**Saved entries:**
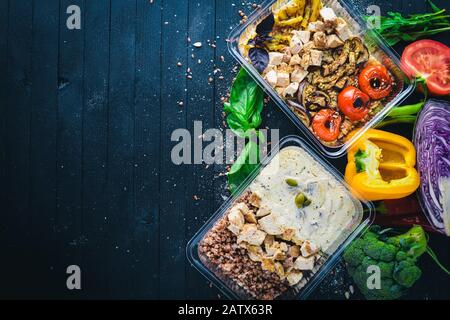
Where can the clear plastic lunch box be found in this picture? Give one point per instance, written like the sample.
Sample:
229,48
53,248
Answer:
374,42
361,220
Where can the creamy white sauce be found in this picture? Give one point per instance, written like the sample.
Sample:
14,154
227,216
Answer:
332,207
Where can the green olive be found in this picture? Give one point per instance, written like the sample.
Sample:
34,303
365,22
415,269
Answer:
291,182
300,200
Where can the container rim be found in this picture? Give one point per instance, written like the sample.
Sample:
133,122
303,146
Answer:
366,212
354,12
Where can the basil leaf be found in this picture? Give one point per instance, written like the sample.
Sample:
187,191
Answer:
360,156
259,58
245,105
245,164
244,117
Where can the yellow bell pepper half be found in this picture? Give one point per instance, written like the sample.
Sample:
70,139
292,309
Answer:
381,166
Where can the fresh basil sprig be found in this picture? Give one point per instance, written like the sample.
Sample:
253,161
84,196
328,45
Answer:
395,27
245,105
244,117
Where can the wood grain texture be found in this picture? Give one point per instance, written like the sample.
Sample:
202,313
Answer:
86,175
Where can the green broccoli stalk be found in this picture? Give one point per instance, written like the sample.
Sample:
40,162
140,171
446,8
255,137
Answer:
402,114
396,257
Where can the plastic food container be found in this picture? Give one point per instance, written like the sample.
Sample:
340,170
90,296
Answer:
377,48
362,218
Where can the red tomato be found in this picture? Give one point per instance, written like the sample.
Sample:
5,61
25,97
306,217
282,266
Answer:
375,81
353,103
431,60
327,125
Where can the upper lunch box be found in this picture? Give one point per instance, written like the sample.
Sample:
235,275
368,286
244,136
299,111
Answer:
377,48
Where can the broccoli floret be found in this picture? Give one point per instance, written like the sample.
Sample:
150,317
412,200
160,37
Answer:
380,250
414,242
395,257
401,255
407,273
386,269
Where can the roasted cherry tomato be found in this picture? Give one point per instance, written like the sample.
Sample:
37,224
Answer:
375,81
353,103
327,125
430,60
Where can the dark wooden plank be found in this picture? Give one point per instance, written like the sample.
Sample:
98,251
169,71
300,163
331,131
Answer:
69,143
120,147
16,111
147,149
4,26
226,17
173,177
95,147
42,241
200,109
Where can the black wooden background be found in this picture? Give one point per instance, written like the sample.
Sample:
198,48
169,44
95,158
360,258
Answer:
85,125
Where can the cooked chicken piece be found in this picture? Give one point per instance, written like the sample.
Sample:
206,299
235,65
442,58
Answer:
291,89
295,59
262,212
287,55
320,40
283,246
294,251
302,263
306,60
297,241
234,229
275,58
343,30
302,35
236,217
279,270
255,253
270,225
328,15
341,58
316,26
271,78
294,277
268,241
295,45
268,264
254,200
279,255
251,235
316,58
333,41
308,248
249,216
298,75
288,263
283,79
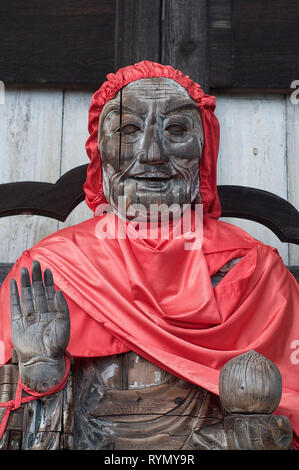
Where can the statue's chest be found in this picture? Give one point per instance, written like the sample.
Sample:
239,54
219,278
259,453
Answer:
125,402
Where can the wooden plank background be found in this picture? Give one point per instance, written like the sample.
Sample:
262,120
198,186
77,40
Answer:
43,134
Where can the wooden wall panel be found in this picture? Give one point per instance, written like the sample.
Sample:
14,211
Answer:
74,136
56,41
253,152
30,135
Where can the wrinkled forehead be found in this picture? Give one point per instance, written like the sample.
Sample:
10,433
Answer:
140,94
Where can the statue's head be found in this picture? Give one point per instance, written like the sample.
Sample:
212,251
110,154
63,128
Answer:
153,140
150,141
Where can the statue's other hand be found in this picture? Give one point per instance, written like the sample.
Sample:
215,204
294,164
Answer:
246,432
258,432
40,326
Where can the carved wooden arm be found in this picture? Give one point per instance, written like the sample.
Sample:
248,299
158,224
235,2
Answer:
250,388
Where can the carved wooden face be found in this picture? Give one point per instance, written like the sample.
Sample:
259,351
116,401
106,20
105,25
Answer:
150,140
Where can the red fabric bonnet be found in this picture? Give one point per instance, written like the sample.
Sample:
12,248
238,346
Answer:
206,104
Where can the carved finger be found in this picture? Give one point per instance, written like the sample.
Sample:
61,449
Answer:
60,303
15,307
50,289
38,290
26,293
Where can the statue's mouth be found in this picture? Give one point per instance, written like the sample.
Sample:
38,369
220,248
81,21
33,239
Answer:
152,181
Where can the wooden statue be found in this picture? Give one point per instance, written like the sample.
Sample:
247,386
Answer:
124,401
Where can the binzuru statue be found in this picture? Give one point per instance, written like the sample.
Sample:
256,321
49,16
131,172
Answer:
177,326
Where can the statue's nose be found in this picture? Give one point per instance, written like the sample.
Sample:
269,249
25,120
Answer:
152,151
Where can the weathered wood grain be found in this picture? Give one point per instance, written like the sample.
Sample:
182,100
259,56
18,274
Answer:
30,135
74,136
253,151
57,41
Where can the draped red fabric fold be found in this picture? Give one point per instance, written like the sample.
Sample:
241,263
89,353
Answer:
157,298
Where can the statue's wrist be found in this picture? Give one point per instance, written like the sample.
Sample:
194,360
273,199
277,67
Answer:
41,376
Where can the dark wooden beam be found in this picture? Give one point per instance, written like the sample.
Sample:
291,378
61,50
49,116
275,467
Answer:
137,31
59,199
57,41
253,44
50,200
185,38
261,206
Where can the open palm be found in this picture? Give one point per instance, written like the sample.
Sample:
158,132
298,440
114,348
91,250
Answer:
40,319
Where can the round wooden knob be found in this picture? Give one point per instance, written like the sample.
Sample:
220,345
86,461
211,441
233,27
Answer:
250,383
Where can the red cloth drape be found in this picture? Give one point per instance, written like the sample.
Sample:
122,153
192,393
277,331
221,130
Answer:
155,297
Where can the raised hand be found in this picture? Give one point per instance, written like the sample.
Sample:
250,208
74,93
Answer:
40,328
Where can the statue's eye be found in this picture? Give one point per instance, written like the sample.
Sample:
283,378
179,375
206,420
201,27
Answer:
129,129
175,129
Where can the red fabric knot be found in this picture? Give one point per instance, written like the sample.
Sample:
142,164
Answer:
33,395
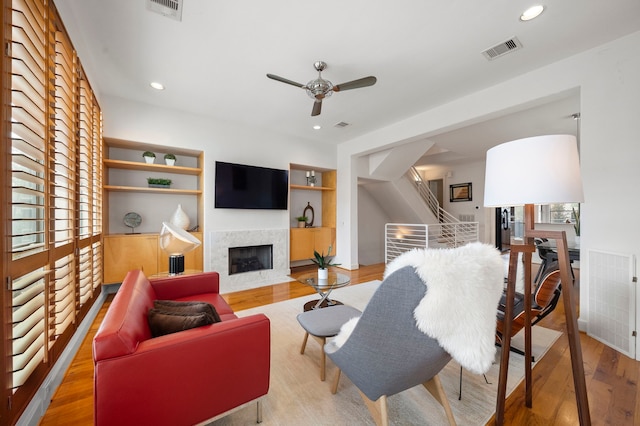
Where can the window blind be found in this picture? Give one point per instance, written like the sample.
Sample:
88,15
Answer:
52,263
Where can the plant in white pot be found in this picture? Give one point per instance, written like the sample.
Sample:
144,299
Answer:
323,263
170,159
149,157
302,221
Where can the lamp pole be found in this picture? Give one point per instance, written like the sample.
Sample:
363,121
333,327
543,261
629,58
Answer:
573,333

**WHAT YOU HAVE TO DO:** Copy the material above exactly and drop the pictures.

**RESULT:**
Where can the clear plastic lunch box be found in this picture? Give one point per instance, written like the sample.
Sample:
229,48
53,248
Answer:
374,42
361,220
Where can the creamy white sauce be found in this picture? Give one point per instance, written like the sample.
Sample:
14,154
227,216
Answer:
332,207
Where can the green olive be found in this picture? Give one point per instance, written like the sample.
Sample:
34,303
365,22
415,269
Answer:
291,182
300,200
Where can the container rim be found in this picture? Give one point per instance, written like the sample.
Sample:
133,122
303,146
Answer:
366,212
354,12
Where can the basil leaf be found in this picture? Give one point per instance, written like the sample.
Sample:
187,191
Answer:
360,156
259,58
245,105
245,164
244,117
Where can the yellow bell pepper half be found in this picture? Give one point per instance, written like the sample.
Sample:
70,139
292,309
Answer:
381,166
Where can the fresh basil sprig be found in this picture? Give one point per instance, written like the sample.
Sample:
253,161
84,196
328,45
Answer:
395,27
245,105
244,117
Where can the wood grain texture be found in this picture? Give one point per instance, written like the sample.
Sample:
202,313
Answer:
86,175
Where can the green broccoli stalk be found in this picture? Give one point per instance, written like the sample.
Sample:
40,162
140,171
446,8
255,137
Answer:
402,114
396,257
Where can the plastic food container be found in this picture? Give one point per instance, written like the sample.
Sample:
340,170
90,296
Answer:
377,48
362,218
Where can the red tomato be found in this picture? Give one point per instance, written like the sample.
Sample:
5,61
25,97
306,217
282,266
Answer:
375,81
353,103
431,60
327,125
Where can the upper lunch box be found in this picture? Give one point per instance, written like the sample.
Sample:
235,275
368,286
244,136
299,111
Answer:
377,48
Where can the broccoli floret be found in this picture? Give one point per instance, written like the sample.
Sample:
150,317
412,200
160,37
Answer:
380,250
414,242
395,257
401,255
407,273
386,269
Where can the roasted cherry tomato be found in this picture? Give one point per instance, written like the sample.
Sample:
37,224
Answer:
375,81
353,103
327,125
430,60
Where can the dark wooden plank be found in this picture? Give one point per instance, written like the sample.
Sample:
98,251
169,71
300,163
331,131
Answer:
69,143
120,147
16,111
147,149
4,26
226,17
173,177
95,147
42,241
200,109
Where can the black wooden background be found in this picture? Give one point per instance, written like the sample.
Sample:
198,48
169,44
95,158
360,258
Answer:
85,125
Where can the cooked chicken piece be found in this picture? Give one point per instance, written like the sample.
Sample:
206,299
235,65
442,58
Answer:
291,89
295,59
262,212
287,55
320,40
283,246
294,251
302,263
306,60
297,241
234,229
275,58
343,30
302,35
236,217
279,270
255,253
270,225
328,15
341,58
316,26
271,78
294,277
268,241
295,45
268,264
254,200
279,255
251,235
316,58
333,41
308,248
249,216
298,75
288,263
283,79
Where can the statue's chest be found in this picture? Give one point per instance, written like the sample.
Sample:
239,54
219,278
259,453
Answer:
125,402
Where can the wooden plank background be found in this picture? Give one point per instance, written like the sample.
Sample:
262,120
198,186
77,40
Answer:
43,134
Where can the wooden wall panel be found in this picture? Give one point per instance, written like the sample.
Sample:
14,211
Answer:
74,136
56,41
253,152
30,135
Where can the wrinkled forehead be found in this picture? Give one point per instance, written like the sample.
Sample:
10,433
Answer:
140,94
Where can the statue's head be found in this picture? Give one point per instance, written like the sample.
Sample:
212,251
110,154
63,128
Answer:
153,140
150,141
Where can the statue's other hand be found in this picture? Give one point per instance, written like the sample.
Sample:
215,204
294,164
Answer:
246,432
258,432
40,326
Where can the carved wooden arm be found in this picture? Give one point per instance, written like the sample.
Sample:
248,299
158,224
235,2
Answer:
250,388
Where can the carved wooden face be found in this picture? Give one point per instance, written like the sample.
Sample:
259,351
116,401
106,20
105,25
Answer:
150,140
Where can the red fabric bonnet be found in this picture? Give one point per instance, written like the sample.
Sample:
12,248
238,346
Answer:
206,104
Where can the carved finger be found in this picture? Give one point per instance, written like the sample.
Sample:
61,449
Answer:
60,303
15,307
50,289
38,290
26,293
Where can the statue's mouth be found in this picture? Give one point per instance, written like the sample.
Sample:
38,369
220,248
81,21
33,239
Answer:
152,181
Where can the wooden statue be found in this picture? Give one point per instance, written like the sample.
Sample:
247,386
Answer:
124,401
Where can the binzuru statue be found in this picture? Give one point per instance, written like the sample.
Sample:
256,321
49,16
131,172
Answer:
177,326
Where can the statue's nose be found in this picture? Give one point per instance, written like the sample.
Sample:
269,249
25,120
Answer:
152,151
Where can the weathered wood grain be found in this picture? Give one point per instance, written like the sample.
Sample:
182,100
259,56
18,274
Answer:
30,135
74,136
253,151
57,41
Where can the draped red fabric fold be found in this picture? Give one point per instance, written like the sample.
Sample:
241,263
89,353
Answer:
157,298
Where can the statue's wrist be found in this picture? Give one point per instance, written like the sample.
Sample:
194,360
273,199
277,67
Answer:
41,376
Where can the dark wooden beam be found in this picture? Give one point per instance, written like the sample.
Sample:
291,378
61,50
49,116
275,467
Answer:
137,31
59,199
57,41
253,44
50,200
185,38
261,206
Where can the open palm be found in this picture? Give one point per instance, written like the sample.
Sample:
158,132
298,440
114,348
91,250
Answer:
40,319
Where can the round wooden knob be found in this picture? Give one point per instance, written like the sample.
Sample:
220,345
86,461
211,441
233,27
Answer:
250,383
Where can the red cloth drape be found in this picture? Give one point per instance, written like the sample.
Sample:
122,153
192,393
277,331
221,130
Answer:
155,297
Where can the raised hand be found in this picture? Give one point per instance, written like the sample.
Sample:
250,208
74,93
Answer:
40,328
Where can the statue's eye be found in this picture? Give one point per instance, written like the sample.
Sample:
283,378
179,375
206,420
201,27
Answer:
129,129
175,129
Where can the red fabric knot be found in this picture? Give one point per instance, written like the sample.
Sample:
142,164
Answer:
33,395
Where can the window blind be found in this picture? Give one point per instance, written like the sample.
Sample:
88,15
Answer:
52,263
Where can the plant in white pot be found in this picture? Give one point per instance, written like the sample.
Sample:
144,299
Answer:
323,263
170,159
149,157
302,221
Where can the lamp pole be found in this picture? Give one point per instance, written like the sample.
Sample:
363,121
333,327
543,261
629,58
Answer:
573,333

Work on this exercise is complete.